Update the lines starting at the one containing "outline green leaf" and ending at the one containing "322 369 L 325": change "each instance" to "every instance" and keep everything else the same.

AVAILABLE RECORDS start

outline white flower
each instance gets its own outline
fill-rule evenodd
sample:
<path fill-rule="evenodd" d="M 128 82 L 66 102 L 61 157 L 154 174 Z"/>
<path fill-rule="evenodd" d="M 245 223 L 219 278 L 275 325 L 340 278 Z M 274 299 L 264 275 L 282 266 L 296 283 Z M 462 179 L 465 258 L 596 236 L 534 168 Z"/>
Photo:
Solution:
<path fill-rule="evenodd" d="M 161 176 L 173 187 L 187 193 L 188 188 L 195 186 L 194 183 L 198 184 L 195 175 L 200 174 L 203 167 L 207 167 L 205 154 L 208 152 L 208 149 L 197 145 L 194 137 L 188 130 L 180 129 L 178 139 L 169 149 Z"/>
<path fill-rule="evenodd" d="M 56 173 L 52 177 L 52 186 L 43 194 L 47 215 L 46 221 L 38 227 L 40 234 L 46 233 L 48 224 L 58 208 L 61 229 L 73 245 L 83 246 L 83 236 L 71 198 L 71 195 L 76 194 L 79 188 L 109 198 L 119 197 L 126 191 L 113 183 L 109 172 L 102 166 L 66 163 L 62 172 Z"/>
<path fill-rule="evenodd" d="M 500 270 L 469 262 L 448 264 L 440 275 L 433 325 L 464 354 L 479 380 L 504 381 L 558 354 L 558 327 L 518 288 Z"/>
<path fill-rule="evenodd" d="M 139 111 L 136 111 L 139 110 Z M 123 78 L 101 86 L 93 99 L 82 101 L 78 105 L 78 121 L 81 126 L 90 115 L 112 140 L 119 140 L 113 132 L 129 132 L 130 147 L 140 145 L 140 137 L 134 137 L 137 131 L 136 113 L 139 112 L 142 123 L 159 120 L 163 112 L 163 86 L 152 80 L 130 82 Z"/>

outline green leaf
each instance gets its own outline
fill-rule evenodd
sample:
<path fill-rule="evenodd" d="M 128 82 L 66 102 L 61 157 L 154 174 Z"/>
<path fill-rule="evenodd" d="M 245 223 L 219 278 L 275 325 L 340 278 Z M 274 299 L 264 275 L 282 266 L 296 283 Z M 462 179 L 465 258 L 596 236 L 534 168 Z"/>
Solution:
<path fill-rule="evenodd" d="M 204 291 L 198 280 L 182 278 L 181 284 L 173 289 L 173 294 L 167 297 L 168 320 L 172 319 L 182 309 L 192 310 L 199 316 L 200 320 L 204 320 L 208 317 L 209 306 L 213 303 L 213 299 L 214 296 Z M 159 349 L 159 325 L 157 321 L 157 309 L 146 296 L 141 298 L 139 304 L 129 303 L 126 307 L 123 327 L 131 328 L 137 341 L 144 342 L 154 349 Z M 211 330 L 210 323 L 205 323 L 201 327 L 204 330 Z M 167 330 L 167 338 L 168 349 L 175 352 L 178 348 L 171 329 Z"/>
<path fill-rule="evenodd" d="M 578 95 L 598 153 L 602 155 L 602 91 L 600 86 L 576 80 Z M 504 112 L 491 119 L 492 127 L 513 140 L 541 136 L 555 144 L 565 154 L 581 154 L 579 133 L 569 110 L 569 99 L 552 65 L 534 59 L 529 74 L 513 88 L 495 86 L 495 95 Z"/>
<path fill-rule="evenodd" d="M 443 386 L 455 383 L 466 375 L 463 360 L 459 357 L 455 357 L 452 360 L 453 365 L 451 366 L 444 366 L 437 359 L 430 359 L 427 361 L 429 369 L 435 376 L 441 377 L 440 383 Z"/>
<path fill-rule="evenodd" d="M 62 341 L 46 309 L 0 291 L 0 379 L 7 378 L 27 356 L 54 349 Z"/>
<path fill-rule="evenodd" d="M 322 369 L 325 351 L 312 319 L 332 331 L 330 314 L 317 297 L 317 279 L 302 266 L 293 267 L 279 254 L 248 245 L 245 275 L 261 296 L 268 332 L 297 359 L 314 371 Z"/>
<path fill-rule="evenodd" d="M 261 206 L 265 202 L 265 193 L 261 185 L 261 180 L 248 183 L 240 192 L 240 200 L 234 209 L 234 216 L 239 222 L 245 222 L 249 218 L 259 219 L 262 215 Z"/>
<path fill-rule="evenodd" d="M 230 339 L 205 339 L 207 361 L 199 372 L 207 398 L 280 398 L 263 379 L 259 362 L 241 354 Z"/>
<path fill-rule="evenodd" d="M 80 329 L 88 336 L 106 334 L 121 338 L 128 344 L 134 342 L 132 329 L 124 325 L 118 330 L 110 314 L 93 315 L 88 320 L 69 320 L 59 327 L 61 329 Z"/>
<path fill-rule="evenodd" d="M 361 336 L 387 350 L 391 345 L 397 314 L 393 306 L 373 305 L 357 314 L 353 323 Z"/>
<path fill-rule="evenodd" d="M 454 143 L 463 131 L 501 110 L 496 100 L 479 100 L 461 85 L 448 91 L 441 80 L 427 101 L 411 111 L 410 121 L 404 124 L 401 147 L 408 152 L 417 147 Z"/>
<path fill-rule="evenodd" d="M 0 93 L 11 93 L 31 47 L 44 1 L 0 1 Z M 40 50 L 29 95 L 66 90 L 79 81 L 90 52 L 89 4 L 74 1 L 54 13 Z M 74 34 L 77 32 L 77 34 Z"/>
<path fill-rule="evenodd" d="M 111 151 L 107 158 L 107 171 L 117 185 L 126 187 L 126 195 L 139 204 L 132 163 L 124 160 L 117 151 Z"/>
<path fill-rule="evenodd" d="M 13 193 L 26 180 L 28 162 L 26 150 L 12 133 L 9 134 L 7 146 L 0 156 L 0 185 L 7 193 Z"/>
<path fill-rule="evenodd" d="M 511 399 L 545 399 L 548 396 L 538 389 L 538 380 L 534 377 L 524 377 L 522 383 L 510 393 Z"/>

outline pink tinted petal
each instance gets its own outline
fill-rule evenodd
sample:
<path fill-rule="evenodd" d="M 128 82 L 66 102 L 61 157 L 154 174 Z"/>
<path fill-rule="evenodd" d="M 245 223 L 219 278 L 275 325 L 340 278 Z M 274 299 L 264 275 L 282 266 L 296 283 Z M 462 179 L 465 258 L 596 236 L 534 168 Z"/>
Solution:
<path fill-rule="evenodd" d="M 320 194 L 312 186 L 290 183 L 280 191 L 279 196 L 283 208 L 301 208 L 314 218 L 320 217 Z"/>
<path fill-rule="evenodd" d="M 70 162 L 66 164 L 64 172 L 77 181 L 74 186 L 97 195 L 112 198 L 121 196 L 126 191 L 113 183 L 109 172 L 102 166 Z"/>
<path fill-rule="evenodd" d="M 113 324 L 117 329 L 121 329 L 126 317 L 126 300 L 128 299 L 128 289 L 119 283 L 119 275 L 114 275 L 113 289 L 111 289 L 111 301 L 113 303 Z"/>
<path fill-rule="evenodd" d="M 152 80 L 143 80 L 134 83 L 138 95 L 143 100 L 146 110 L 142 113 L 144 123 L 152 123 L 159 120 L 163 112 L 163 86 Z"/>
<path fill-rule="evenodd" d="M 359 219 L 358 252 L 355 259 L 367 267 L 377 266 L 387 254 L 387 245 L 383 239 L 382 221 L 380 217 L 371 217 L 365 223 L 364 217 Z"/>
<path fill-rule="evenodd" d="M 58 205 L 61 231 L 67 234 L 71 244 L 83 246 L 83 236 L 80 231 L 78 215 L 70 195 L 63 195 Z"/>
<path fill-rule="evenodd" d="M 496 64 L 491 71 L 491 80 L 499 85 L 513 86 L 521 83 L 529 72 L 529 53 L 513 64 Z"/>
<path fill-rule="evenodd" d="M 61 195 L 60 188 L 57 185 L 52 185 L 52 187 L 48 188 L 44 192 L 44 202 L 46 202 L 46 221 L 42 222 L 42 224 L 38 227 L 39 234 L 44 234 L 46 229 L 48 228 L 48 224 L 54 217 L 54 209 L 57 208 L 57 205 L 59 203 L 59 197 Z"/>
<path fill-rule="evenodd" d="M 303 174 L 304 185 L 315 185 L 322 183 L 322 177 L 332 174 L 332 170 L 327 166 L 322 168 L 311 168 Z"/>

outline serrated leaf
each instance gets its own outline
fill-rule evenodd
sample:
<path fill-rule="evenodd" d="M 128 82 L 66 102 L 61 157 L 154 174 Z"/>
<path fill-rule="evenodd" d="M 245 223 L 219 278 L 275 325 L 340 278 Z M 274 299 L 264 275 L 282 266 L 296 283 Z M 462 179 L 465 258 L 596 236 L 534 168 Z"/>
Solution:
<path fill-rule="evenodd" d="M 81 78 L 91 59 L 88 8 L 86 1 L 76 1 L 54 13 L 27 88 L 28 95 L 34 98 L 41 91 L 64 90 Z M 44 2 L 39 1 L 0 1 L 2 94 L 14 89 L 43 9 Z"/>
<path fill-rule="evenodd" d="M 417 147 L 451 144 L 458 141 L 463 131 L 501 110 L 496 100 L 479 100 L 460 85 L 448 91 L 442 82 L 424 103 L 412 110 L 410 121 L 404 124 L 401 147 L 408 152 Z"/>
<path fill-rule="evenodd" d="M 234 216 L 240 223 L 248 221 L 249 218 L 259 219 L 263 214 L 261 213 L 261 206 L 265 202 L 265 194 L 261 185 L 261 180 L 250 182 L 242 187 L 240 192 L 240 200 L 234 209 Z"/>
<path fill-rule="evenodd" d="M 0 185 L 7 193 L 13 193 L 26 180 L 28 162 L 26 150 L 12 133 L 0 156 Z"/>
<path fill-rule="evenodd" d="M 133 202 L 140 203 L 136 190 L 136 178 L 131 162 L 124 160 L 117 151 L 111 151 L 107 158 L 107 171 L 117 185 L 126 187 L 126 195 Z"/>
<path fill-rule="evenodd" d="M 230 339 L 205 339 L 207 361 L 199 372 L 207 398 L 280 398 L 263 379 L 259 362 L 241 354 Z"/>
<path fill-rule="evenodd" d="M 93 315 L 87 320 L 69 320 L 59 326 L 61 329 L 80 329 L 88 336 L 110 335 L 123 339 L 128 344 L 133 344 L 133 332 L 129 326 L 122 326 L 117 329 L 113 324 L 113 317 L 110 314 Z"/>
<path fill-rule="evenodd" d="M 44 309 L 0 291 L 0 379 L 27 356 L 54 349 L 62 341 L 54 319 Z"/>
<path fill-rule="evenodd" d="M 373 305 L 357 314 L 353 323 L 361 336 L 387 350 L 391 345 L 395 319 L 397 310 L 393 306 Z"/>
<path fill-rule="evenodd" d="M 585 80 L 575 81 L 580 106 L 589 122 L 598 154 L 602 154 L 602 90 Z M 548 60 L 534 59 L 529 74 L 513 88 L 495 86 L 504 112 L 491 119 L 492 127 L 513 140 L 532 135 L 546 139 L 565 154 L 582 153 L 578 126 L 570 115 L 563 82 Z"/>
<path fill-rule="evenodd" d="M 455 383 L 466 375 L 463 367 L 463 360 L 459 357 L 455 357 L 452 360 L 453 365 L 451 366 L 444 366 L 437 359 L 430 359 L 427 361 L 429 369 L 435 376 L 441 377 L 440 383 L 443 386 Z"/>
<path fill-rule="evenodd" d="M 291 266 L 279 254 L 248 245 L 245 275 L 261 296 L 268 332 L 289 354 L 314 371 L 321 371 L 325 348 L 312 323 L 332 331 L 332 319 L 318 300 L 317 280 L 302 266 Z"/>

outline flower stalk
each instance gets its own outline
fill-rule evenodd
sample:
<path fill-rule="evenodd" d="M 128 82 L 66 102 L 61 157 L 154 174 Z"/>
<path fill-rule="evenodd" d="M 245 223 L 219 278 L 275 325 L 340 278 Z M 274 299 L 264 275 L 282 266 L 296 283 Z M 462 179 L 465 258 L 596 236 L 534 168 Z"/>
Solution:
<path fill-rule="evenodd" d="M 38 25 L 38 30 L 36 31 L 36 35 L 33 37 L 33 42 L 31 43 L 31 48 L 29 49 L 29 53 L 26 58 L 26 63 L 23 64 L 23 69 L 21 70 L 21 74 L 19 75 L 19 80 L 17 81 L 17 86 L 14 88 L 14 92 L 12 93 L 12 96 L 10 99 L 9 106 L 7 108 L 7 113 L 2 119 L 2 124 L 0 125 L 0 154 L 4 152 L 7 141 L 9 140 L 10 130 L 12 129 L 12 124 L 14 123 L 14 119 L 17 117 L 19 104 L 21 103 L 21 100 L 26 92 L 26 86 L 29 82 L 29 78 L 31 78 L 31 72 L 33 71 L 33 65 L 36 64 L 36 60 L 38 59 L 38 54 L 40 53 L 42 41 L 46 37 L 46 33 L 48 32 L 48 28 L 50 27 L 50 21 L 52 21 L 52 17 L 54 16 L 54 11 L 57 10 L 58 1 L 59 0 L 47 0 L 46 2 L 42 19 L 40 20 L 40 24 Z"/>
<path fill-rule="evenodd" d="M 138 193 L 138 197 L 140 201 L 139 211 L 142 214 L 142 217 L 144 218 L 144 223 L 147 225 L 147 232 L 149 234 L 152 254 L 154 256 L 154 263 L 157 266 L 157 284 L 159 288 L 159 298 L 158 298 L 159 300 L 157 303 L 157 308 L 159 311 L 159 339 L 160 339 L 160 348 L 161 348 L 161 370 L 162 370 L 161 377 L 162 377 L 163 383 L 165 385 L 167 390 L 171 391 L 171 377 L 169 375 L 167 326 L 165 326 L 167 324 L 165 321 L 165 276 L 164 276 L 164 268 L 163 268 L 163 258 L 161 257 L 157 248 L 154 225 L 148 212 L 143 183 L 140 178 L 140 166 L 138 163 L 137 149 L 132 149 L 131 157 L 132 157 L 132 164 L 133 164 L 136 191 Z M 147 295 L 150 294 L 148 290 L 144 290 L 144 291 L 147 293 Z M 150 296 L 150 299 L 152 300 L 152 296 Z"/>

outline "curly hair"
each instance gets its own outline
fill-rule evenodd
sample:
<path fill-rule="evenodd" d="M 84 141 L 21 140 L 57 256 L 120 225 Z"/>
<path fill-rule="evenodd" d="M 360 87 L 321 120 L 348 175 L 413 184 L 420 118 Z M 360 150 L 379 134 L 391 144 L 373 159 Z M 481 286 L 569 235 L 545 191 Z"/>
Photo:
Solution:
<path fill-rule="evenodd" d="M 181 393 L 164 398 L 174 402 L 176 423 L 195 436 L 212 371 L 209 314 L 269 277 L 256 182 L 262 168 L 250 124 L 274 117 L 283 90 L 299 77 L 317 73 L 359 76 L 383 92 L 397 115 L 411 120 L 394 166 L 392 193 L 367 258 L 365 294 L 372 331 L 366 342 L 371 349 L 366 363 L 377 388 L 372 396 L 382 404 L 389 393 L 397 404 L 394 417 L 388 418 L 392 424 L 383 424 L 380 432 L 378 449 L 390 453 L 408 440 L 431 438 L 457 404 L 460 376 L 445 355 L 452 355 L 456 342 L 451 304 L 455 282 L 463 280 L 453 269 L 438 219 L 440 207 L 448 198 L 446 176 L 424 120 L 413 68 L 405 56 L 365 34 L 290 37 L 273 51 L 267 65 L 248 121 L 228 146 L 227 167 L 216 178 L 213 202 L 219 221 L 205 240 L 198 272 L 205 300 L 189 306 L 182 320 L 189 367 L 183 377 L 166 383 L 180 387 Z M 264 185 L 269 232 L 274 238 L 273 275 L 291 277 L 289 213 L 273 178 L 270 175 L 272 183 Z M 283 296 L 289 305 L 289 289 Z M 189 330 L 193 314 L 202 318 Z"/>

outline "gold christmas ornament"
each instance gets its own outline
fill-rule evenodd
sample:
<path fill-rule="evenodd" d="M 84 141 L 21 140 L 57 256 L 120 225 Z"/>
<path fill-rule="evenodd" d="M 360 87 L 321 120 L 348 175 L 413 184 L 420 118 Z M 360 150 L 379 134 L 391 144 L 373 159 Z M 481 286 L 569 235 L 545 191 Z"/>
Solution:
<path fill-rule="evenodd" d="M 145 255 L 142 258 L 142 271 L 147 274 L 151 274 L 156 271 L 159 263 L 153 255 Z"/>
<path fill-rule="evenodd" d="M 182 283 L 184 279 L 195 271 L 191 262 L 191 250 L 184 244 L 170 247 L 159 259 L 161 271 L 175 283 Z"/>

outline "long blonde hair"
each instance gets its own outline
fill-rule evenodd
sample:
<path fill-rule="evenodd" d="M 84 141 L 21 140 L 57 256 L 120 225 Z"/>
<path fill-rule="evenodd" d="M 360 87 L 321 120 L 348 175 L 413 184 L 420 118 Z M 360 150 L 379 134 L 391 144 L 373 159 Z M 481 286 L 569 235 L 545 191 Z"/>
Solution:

AVAILABLE RECORDS end

**RESPONSE**
outline green leaf
every instance gets its own outline
fill-rule evenodd
sample:
<path fill-rule="evenodd" d="M 128 82 L 66 102 L 61 157 L 154 174 Z"/>
<path fill-rule="evenodd" d="M 245 223 L 219 278 L 275 325 L 340 278 Z M 274 299 L 264 275 L 282 266 L 296 283 Z M 462 179 L 465 258 L 596 236 L 534 168 Z"/>
Solution:
<path fill-rule="evenodd" d="M 204 291 L 198 280 L 182 278 L 181 284 L 173 289 L 173 294 L 167 297 L 168 320 L 172 319 L 182 309 L 192 310 L 199 316 L 200 320 L 204 320 L 208 317 L 209 306 L 213 303 L 213 299 L 214 296 Z M 159 349 L 159 325 L 157 321 L 157 309 L 146 296 L 141 298 L 139 304 L 129 303 L 126 307 L 123 327 L 131 328 L 137 341 L 144 342 L 154 349 Z M 211 330 L 210 323 L 205 323 L 201 327 L 204 330 Z M 167 330 L 167 338 L 168 349 L 175 352 L 178 348 L 171 329 Z"/>
<path fill-rule="evenodd" d="M 578 95 L 598 153 L 602 155 L 602 91 L 600 86 L 576 80 Z M 504 112 L 491 119 L 492 127 L 513 140 L 541 136 L 555 144 L 565 154 L 581 154 L 579 133 L 569 110 L 569 99 L 552 65 L 534 59 L 529 74 L 513 88 L 495 86 L 495 95 Z"/>
<path fill-rule="evenodd" d="M 443 386 L 455 383 L 466 375 L 463 360 L 459 357 L 455 357 L 452 360 L 453 365 L 451 366 L 444 366 L 437 359 L 430 359 L 427 361 L 429 369 L 435 376 L 441 377 L 440 383 Z"/>
<path fill-rule="evenodd" d="M 62 341 L 46 309 L 0 291 L 0 379 L 7 378 L 27 356 L 54 349 Z"/>
<path fill-rule="evenodd" d="M 322 369 L 325 351 L 312 319 L 332 331 L 330 314 L 317 297 L 317 279 L 302 266 L 293 267 L 279 254 L 248 245 L 245 275 L 261 296 L 268 332 L 297 359 L 314 371 Z"/>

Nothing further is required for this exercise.